§ REQUIRED TASK
Locate each line in the records below that contains the word "banner", and copy those lines.

§ SUPPLIED ENTRIES
/---

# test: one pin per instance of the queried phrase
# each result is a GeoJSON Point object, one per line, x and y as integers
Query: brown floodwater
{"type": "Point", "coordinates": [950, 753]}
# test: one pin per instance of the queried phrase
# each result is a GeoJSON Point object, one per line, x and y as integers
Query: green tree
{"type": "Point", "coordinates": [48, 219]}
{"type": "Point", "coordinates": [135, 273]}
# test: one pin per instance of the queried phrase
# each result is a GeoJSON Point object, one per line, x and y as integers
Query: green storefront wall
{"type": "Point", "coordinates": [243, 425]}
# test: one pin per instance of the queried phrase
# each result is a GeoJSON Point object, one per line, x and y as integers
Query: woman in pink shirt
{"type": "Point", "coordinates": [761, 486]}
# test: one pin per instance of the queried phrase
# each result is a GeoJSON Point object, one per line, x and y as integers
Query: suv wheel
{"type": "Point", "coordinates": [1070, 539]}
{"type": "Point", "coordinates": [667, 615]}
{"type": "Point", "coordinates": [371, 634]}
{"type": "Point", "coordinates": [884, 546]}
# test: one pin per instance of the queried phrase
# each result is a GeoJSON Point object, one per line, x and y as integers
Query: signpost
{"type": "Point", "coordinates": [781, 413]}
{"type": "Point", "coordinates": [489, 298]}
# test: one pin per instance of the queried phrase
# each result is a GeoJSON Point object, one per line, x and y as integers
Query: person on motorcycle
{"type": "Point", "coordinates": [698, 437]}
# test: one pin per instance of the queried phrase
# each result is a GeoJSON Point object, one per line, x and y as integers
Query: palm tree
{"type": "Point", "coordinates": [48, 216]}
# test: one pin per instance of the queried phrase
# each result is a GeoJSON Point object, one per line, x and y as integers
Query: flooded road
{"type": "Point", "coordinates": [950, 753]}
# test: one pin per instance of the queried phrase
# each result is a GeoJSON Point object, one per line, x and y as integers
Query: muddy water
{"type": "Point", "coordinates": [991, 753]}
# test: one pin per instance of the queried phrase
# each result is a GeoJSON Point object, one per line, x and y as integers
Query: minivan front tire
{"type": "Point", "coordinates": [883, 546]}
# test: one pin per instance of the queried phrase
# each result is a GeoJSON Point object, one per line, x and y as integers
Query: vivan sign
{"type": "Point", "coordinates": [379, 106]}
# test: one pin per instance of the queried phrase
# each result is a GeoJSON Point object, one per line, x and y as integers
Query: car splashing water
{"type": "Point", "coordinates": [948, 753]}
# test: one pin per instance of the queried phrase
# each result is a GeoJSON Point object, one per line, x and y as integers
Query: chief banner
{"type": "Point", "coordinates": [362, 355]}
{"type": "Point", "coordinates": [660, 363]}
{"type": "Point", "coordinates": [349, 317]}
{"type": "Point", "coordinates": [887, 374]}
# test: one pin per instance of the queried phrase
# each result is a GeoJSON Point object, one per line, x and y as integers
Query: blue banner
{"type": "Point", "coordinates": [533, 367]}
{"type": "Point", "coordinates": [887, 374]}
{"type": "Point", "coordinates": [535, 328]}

\---

§ COMPLETED EXERCISE
Query: chief banner
Query: blue banner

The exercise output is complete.